### Short task
Render the entries below as a two-column CSV with the columns "query" and "box," one row per entry. Put each entry's text under "query" and its answer under "box," enclosing every field in double quotes and replacing line breaks with spaces.

--- start Records for this task ---

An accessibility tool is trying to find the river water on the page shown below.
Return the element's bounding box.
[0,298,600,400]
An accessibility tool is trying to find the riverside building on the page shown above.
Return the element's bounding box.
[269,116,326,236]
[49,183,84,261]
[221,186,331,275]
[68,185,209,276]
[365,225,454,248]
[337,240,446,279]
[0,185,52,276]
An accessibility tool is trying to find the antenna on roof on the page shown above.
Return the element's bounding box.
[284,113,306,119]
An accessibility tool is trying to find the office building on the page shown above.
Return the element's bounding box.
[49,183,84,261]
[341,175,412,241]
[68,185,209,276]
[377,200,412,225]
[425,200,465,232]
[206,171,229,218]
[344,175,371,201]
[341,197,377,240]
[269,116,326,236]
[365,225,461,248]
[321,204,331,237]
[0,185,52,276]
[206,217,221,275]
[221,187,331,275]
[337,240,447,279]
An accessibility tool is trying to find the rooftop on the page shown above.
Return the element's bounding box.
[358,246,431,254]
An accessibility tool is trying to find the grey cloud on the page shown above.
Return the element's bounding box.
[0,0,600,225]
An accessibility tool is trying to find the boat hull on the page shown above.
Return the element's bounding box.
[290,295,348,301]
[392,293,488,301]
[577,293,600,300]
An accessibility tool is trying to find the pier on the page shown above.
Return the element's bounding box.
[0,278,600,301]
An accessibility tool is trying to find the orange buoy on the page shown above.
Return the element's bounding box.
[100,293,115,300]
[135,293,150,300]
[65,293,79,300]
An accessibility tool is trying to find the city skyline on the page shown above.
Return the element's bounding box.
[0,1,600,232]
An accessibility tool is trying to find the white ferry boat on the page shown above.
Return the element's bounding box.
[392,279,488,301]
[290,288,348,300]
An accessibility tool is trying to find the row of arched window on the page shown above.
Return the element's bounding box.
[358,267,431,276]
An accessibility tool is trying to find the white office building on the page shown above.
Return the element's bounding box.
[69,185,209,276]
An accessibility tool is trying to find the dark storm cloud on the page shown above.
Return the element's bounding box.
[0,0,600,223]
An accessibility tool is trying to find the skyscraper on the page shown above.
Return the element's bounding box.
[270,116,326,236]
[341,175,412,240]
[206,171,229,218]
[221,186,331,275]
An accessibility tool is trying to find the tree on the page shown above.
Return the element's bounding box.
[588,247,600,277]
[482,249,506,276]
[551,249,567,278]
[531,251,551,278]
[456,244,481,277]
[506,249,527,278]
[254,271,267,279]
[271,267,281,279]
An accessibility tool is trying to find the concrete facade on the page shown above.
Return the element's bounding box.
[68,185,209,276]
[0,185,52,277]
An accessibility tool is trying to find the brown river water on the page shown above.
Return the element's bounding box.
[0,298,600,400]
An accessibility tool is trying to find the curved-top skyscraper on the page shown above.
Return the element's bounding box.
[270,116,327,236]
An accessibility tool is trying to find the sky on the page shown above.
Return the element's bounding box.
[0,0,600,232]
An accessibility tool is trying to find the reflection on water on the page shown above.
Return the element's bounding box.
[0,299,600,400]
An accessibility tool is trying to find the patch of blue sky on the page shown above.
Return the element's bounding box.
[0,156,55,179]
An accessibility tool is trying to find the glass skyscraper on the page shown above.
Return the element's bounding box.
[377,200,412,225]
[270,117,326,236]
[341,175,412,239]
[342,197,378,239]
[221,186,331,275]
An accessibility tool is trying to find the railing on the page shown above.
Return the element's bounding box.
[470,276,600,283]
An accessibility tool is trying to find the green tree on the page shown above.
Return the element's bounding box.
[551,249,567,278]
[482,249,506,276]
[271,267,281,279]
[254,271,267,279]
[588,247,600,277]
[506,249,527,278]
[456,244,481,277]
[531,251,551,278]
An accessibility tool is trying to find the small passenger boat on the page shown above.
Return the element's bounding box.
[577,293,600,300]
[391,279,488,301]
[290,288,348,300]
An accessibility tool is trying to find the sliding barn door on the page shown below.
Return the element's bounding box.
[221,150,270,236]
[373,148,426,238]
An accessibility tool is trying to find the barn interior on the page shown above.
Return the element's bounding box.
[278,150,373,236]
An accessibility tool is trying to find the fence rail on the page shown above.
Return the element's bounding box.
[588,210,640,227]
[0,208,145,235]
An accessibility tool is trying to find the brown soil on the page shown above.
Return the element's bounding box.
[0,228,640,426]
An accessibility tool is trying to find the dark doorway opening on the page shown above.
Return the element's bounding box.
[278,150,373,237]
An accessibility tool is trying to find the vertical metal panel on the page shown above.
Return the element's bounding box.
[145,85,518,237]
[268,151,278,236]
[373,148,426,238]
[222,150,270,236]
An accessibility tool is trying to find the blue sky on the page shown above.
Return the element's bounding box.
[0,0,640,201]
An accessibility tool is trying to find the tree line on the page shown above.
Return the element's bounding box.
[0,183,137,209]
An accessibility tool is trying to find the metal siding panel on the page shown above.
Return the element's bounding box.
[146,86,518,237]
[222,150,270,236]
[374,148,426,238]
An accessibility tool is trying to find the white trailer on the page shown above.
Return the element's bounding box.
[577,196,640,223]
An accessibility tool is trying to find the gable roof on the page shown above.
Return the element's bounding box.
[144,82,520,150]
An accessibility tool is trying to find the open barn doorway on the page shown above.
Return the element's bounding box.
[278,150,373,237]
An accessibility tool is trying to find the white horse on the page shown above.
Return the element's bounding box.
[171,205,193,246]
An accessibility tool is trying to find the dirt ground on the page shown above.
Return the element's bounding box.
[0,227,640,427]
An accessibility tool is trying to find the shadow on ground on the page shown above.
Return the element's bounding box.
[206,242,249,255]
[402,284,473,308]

--- end Records for this task ---

### Written response
query,box
"An accessibility tool is trying to find the river water on the page shown below. Return the element's bounding box.","[0,298,600,400]"
"An accessibility tool is trying to find the riverside building on the page shown above. Return the element's bounding box.","[269,116,326,236] [49,183,84,261] [221,186,331,275] [68,185,209,276] [365,225,454,248] [337,240,446,279] [0,185,52,276]"
"An accessibility tool is trying to find the antenna on roof on the page shown above. Return the element's bounding box.","[284,113,306,119]"
"An accessibility tool is trying to find the office building on the page shown above. Return the element's bounding box.","[49,183,84,261] [341,175,412,241] [68,185,209,276] [377,200,412,225] [425,200,465,232] [206,171,229,218] [344,175,371,201] [341,197,377,240] [269,116,326,236] [365,225,461,248] [321,204,331,237] [0,185,52,276] [206,217,221,275] [221,187,331,275] [337,240,447,279]"
"An accessibility tool is trying to find the rooftop on the page shown above. Return the element's bounding box.","[358,246,431,254]"
"An accessibility tool is trying to find the grey cloud on the page shown above. Return the element's bounding box.","[0,0,600,225]"
"An accessibility tool is trying to find the boat hull on the page shown above. Return the element's bounding box.","[290,295,348,301] [392,293,488,301] [577,293,600,300]"
"An accessibility tool is trying to find the pier on the page shown above. Return the element's bounding box.","[0,278,600,301]"
"An accessibility tool is trying to find the orange buoy on the page shown above. Return the element's bounding box.","[100,293,115,300] [135,293,150,300] [65,293,79,300]"
"An accessibility tool is trying to find the city skyline on the page shown above. Return the element's bounding box.","[0,1,600,232]"
"An accessibility tool is trying to find the white ferry boat on the page shown above. Return the element's bounding box.","[392,279,488,301] [290,288,348,300]"
"An accessibility tool is trying to find the row of arched window on the page shown above. Return the element's bounding box.","[358,267,431,276]"
"An accessibility tool is trying to find the white office building on the page shown above. Return the element's bounding box.","[69,185,209,276]"
"An accessibility tool is trying to find the dark storm cloud on the page shown above. Return the element's bounding box.","[0,0,600,223]"
"An accessibility tool is trying to find the skyscraper on the page shown above. Return the element's bounding box.","[270,116,326,236] [341,175,412,240] [206,171,229,218] [221,186,331,275]"
"An accessibility tool is trying to find the tree on the page shown above. Return the element's bounding box.","[588,247,600,277] [482,249,506,276] [551,249,567,278] [531,251,551,278] [456,244,481,277] [506,249,527,278] [254,271,267,279] [271,267,281,279]"
"An accessibility tool is trying to find the concrete facade on the page shown above. Return the element's bounding box.","[68,185,209,276] [0,185,52,277]"
"An accessibility tool is trying to find the brown river water on the page shown above. Return the element's bounding box.","[0,298,600,400]"
"An accessibility tool is trying to find the curved-top skyscraper on the page shown above. Return the element's bounding box.","[270,116,327,236]"
"An accessibility tool is trying to find the sky on the page shown above. Return the element's bounding box.","[0,0,600,232]"
"An accessibility tool is trying to find the reflection on water on the page shown above. Return the element's bounding box.","[0,299,600,400]"
"An accessibility tool is trying to find the patch of blue sky on the page shown above. Return the element's bounding box.","[0,156,55,179]"
"An accessibility tool is trying to find the glass skyscraper on the page shown above. Return the element's bounding box.","[377,200,412,225] [270,117,326,236] [341,175,412,239] [342,197,378,239] [221,186,331,275]"
"An accessibility tool is trying to find the railing on the page shown above. Return the element's bounding box.","[470,276,600,283]"
"An accessibility tool is trying to find the green tree on the page shown above. Return the element's bounding box.","[551,249,567,278] [482,249,506,276] [271,267,281,279] [254,271,267,279] [588,247,600,277] [506,249,527,278] [456,244,481,277] [531,251,551,278]"
"An accessibility tool is trying to find the small passenger boat on the page shown above. Return the element's bounding box.","[577,293,600,300] [391,279,488,301] [290,288,348,300]"
"An accessibility tool is trying to find the sliding barn door on the page shown below. Return the element's bounding box.","[221,150,270,236] [373,148,426,238]"
"An accessibility tool is trying to find the barn interior on the page shown above. Return the element's bounding box.","[278,150,373,236]"
"An accessibility tool is trying to find the fence rail on the page shown above. Return the element's bounding box.","[588,210,640,227] [0,208,145,235]"
"An accessibility tool is trying to find the brown soil on the page shown above. Return the element's bounding box.","[0,228,640,426]"
"An accessibility tool is trying to find the dark doorway opening on the page shown above. Return the element's bounding box.","[278,150,373,237]"
"An accessibility tool is trying to find the vertical metal panel on the page shown above. Return the element's bounding box.","[145,85,518,237] [268,151,278,236] [373,148,426,238] [222,150,270,236]"
"An accessibility tool is trying to find the blue sky on the page shown above. Return the element's bounding box.","[0,0,640,201]"
"An accessibility tool is trying to find the tree line on the page shown above. Return the element's bounding box.","[0,183,137,209]"
"An accessibility tool is trying to find the metal siding panel on the page shown above. Return the element's bounding box.","[146,86,518,237] [222,150,270,236] [374,148,426,238]"
"An accessibility tool is trying to find the white trailer on the page shown above. Return the element's bounding box.","[577,196,640,223]"
"An accessibility tool is trying to find the gable roof on the page shown above. Return the element's bounding box.","[144,82,520,150]"
"An accessibility tool is trying to find the open barn doorway on the page shown above. Return the element's bounding box.","[278,150,373,237]"
"An accessibility tool is trying to find the white horse on the page shown above. Return the element's bounding box.","[171,205,193,246]"
"An accessibility tool is trying to find the dirt ground on the page shown above. Return the element's bounding box.","[0,227,640,427]"
"An accessibility tool is trying to find the shadow on ground on the page shown above. Return the element's bounding box.","[206,242,249,255] [402,284,473,308]"